- [WHAT IS ASKED]:
Find each line in the listing below that contains the word "body" and copy it.

BEGIN EXTRACTED ENTRIES

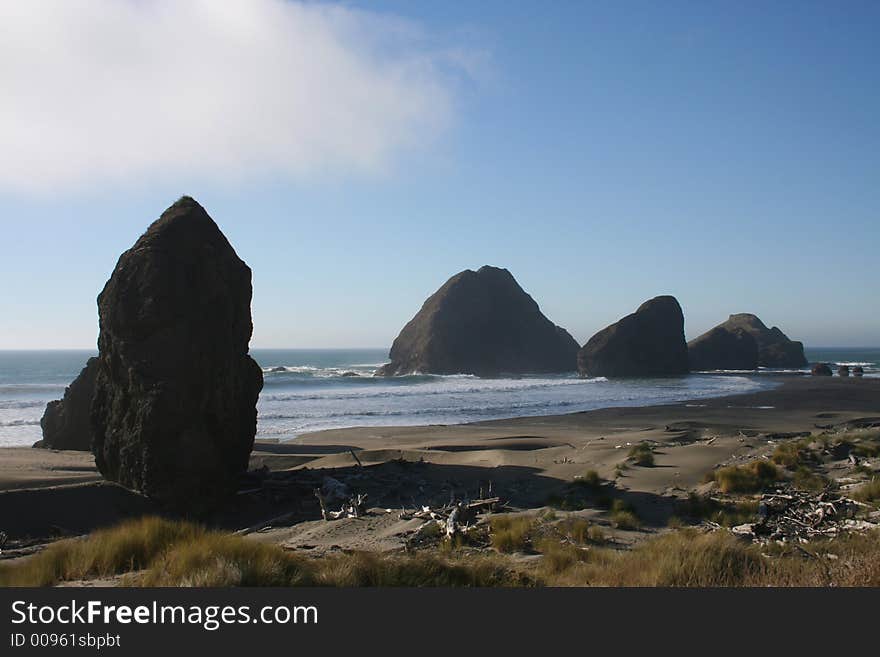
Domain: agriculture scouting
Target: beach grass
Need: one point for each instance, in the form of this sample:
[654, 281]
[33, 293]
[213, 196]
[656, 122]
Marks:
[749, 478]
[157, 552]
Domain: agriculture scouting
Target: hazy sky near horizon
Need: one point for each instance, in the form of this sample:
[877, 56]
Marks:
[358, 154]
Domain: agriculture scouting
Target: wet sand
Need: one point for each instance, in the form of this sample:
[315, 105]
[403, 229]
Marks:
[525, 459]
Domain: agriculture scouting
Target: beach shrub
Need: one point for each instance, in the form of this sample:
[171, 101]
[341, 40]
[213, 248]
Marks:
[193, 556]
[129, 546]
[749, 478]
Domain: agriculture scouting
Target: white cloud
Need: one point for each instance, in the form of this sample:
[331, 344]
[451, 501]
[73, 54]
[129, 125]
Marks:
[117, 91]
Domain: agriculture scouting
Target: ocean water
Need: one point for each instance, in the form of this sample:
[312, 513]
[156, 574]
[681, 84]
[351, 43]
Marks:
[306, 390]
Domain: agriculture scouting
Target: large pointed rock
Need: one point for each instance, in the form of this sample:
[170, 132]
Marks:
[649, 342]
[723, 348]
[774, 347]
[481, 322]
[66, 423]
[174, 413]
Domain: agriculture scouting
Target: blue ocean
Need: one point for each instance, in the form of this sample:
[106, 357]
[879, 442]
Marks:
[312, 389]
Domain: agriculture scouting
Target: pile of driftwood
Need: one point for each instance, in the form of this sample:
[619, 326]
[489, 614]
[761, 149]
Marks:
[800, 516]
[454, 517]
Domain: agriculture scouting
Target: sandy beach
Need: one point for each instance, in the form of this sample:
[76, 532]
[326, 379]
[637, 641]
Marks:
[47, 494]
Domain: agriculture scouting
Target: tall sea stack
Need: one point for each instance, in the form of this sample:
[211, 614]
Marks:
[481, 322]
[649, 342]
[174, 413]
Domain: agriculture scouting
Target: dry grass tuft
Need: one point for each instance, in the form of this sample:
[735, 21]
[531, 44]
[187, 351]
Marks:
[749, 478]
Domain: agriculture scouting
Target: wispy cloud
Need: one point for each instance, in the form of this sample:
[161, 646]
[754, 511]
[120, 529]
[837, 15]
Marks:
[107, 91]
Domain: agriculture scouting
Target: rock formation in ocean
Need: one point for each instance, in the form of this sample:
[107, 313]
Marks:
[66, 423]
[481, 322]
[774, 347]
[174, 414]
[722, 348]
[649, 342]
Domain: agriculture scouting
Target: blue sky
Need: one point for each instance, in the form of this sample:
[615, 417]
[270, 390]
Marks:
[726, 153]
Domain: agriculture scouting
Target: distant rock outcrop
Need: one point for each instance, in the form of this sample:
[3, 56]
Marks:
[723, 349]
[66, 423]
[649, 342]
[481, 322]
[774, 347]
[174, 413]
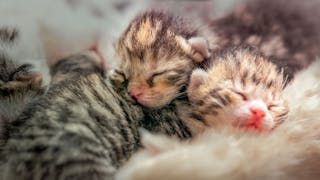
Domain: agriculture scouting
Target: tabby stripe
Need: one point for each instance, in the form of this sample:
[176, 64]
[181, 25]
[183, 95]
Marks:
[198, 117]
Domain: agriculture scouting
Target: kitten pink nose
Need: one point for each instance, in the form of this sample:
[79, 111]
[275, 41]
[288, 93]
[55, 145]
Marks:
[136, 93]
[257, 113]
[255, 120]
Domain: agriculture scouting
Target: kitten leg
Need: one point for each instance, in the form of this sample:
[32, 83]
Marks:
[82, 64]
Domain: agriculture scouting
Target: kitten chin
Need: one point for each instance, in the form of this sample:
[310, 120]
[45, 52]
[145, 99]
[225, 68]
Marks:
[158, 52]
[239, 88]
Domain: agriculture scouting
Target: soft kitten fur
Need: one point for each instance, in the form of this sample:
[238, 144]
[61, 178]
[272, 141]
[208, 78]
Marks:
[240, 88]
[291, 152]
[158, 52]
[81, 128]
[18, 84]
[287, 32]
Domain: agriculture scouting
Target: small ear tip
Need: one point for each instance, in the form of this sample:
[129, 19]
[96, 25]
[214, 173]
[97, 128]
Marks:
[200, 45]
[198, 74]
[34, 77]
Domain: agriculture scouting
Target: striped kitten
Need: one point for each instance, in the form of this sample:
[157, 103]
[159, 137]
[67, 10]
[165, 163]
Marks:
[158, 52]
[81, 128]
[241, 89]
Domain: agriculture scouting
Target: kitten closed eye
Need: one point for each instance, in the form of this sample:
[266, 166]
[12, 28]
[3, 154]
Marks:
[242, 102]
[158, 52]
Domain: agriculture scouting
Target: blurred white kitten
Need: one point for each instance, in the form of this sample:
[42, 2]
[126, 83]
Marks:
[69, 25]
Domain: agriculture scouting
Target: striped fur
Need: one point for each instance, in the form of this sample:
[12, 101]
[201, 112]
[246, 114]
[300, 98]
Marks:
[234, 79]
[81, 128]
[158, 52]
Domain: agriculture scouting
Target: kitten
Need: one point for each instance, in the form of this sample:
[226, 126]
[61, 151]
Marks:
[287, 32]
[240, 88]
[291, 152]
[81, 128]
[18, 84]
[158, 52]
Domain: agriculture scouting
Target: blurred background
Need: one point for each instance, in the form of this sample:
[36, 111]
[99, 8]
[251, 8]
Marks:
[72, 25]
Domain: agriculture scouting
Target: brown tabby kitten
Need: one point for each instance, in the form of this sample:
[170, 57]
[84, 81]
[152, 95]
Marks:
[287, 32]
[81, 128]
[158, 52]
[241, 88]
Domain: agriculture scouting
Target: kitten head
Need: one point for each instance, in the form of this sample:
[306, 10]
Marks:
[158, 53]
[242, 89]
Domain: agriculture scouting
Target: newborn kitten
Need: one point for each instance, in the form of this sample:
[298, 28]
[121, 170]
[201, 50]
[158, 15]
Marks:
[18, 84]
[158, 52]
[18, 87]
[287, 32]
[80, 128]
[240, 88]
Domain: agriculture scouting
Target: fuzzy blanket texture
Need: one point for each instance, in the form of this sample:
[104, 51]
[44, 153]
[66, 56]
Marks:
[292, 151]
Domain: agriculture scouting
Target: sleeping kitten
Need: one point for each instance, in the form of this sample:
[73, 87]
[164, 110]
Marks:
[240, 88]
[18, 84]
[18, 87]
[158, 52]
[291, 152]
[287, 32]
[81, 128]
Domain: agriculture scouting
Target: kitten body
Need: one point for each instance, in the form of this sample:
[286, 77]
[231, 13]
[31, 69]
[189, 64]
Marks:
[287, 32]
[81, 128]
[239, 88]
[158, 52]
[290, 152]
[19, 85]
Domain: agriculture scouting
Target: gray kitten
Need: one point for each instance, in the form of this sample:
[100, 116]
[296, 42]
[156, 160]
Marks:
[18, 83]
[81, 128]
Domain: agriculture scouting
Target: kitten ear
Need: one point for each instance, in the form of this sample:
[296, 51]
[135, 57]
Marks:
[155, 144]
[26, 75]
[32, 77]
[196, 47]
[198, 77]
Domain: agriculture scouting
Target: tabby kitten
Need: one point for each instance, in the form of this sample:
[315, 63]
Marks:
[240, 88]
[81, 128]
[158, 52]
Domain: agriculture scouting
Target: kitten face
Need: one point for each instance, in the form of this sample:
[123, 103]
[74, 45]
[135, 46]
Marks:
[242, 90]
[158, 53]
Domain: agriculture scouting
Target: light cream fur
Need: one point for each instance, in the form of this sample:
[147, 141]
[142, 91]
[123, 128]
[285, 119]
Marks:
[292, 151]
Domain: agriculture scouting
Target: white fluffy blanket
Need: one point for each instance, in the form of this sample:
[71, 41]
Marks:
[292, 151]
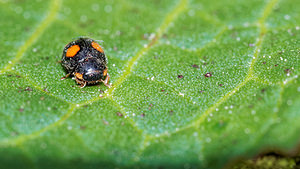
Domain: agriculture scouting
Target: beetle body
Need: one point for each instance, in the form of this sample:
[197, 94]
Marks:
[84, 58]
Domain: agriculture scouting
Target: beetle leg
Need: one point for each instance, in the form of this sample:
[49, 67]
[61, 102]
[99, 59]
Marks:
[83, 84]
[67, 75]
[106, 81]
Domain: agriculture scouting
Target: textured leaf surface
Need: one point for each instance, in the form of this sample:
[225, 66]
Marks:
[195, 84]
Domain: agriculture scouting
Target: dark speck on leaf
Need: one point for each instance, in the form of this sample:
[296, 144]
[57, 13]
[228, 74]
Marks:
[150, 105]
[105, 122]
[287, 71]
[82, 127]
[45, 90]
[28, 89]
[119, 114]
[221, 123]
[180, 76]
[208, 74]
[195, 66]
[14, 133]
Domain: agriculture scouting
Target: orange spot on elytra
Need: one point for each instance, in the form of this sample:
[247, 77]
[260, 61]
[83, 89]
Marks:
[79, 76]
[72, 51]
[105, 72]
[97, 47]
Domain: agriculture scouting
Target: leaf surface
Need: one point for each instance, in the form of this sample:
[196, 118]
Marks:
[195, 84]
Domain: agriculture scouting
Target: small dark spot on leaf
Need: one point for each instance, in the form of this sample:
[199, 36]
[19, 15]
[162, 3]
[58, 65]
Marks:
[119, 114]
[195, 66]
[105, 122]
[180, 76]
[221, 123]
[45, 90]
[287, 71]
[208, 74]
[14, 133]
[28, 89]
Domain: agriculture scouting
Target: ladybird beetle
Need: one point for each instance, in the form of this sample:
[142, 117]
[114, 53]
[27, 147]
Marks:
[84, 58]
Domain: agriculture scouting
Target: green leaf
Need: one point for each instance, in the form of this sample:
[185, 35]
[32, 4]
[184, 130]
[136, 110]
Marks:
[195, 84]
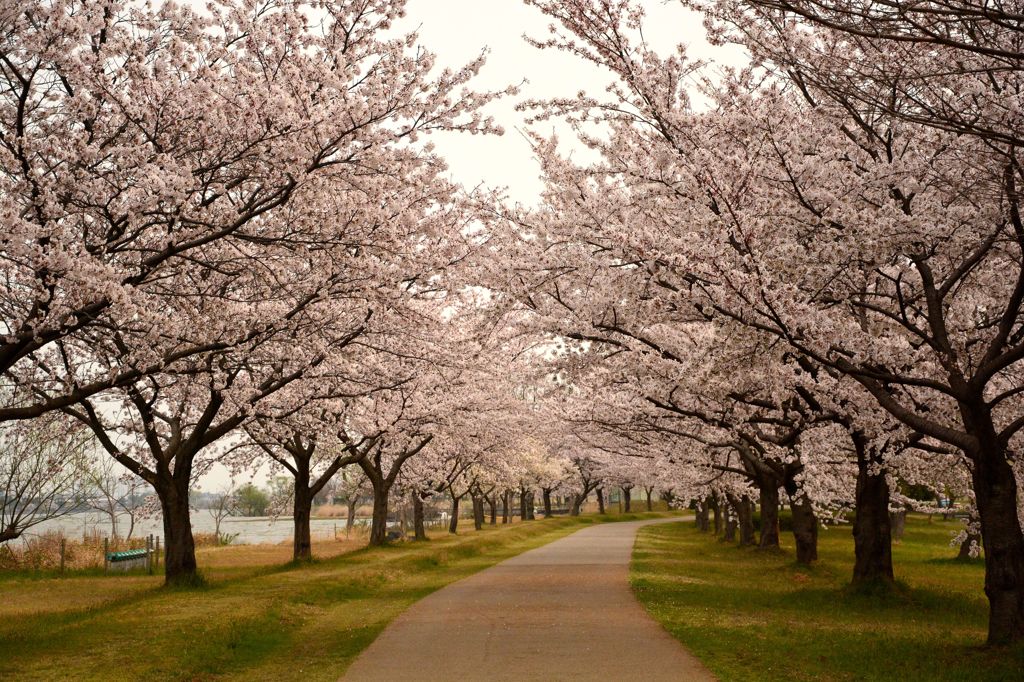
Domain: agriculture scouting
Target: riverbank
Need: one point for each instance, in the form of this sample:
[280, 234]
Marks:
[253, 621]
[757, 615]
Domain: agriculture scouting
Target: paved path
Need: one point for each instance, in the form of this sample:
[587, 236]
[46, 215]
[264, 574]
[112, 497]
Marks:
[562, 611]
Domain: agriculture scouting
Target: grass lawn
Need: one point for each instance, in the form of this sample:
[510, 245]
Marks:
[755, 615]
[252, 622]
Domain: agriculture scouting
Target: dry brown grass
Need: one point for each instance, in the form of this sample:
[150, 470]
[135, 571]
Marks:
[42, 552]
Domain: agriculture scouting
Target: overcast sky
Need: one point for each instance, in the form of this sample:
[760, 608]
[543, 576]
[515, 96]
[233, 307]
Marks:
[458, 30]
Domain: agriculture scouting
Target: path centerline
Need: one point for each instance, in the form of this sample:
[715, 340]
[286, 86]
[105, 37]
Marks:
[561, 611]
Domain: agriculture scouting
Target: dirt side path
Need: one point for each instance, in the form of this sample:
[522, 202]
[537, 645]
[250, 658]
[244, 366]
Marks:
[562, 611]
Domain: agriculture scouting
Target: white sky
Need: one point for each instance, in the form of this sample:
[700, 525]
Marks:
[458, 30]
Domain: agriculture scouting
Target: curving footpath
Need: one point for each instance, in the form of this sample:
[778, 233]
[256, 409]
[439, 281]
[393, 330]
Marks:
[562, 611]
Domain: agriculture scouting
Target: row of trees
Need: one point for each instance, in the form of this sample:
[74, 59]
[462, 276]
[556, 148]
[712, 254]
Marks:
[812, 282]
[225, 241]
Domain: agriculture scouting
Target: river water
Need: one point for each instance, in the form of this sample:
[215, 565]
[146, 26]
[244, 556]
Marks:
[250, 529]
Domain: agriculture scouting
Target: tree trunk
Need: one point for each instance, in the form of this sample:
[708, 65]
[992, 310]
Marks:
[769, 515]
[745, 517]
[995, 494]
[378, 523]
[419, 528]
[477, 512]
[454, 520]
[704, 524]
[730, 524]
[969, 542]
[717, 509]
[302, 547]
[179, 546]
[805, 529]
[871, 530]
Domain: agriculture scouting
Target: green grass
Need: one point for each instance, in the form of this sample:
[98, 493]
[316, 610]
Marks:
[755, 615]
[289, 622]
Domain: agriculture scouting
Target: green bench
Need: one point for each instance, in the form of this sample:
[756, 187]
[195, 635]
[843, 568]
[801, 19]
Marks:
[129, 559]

END EXTRACTED ENTRIES

- [SOLUTION TO THIS PROBLEM]:
Target: kitten body
Target: beetle body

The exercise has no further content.